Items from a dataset
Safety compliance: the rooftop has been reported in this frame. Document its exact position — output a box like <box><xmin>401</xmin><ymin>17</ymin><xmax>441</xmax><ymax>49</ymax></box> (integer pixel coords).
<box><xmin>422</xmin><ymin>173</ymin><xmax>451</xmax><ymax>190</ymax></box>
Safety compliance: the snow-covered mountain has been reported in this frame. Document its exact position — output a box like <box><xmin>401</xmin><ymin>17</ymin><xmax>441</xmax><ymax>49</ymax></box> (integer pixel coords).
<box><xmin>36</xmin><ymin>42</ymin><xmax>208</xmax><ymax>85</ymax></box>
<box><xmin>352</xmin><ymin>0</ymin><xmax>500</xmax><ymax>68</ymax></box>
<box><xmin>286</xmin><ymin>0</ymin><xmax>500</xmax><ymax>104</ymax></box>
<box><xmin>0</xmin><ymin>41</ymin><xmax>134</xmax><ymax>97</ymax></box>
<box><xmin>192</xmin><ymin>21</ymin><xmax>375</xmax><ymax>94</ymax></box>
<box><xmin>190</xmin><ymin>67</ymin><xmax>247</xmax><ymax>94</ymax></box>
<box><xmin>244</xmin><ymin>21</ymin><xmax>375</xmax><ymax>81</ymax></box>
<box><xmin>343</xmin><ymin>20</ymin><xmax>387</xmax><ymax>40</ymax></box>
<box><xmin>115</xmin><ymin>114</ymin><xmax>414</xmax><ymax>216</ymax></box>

## Job
Rewrite all the records above as a numbered list, omitting any blank lines.

## Solution
1. Safety compliance: the rooftop has been reported in this frame. Document its exact position — output a box like <box><xmin>401</xmin><ymin>17</ymin><xmax>441</xmax><ymax>49</ymax></box> (integer pixel coords).
2. <box><xmin>422</xmin><ymin>173</ymin><xmax>451</xmax><ymax>190</ymax></box>
3. Safety compliance: the snow-covered mountain has been reported in this frame. Document its exact position — output a box like <box><xmin>401</xmin><ymin>17</ymin><xmax>441</xmax><ymax>49</ymax></box> (integer pixel coords).
4. <box><xmin>36</xmin><ymin>42</ymin><xmax>208</xmax><ymax>85</ymax></box>
5. <box><xmin>352</xmin><ymin>0</ymin><xmax>500</xmax><ymax>68</ymax></box>
6. <box><xmin>286</xmin><ymin>0</ymin><xmax>500</xmax><ymax>104</ymax></box>
7. <box><xmin>0</xmin><ymin>41</ymin><xmax>134</xmax><ymax>97</ymax></box>
8. <box><xmin>192</xmin><ymin>21</ymin><xmax>375</xmax><ymax>94</ymax></box>
9. <box><xmin>190</xmin><ymin>67</ymin><xmax>247</xmax><ymax>94</ymax></box>
10. <box><xmin>244</xmin><ymin>21</ymin><xmax>375</xmax><ymax>81</ymax></box>
11. <box><xmin>343</xmin><ymin>20</ymin><xmax>387</xmax><ymax>40</ymax></box>
12. <box><xmin>115</xmin><ymin>114</ymin><xmax>414</xmax><ymax>216</ymax></box>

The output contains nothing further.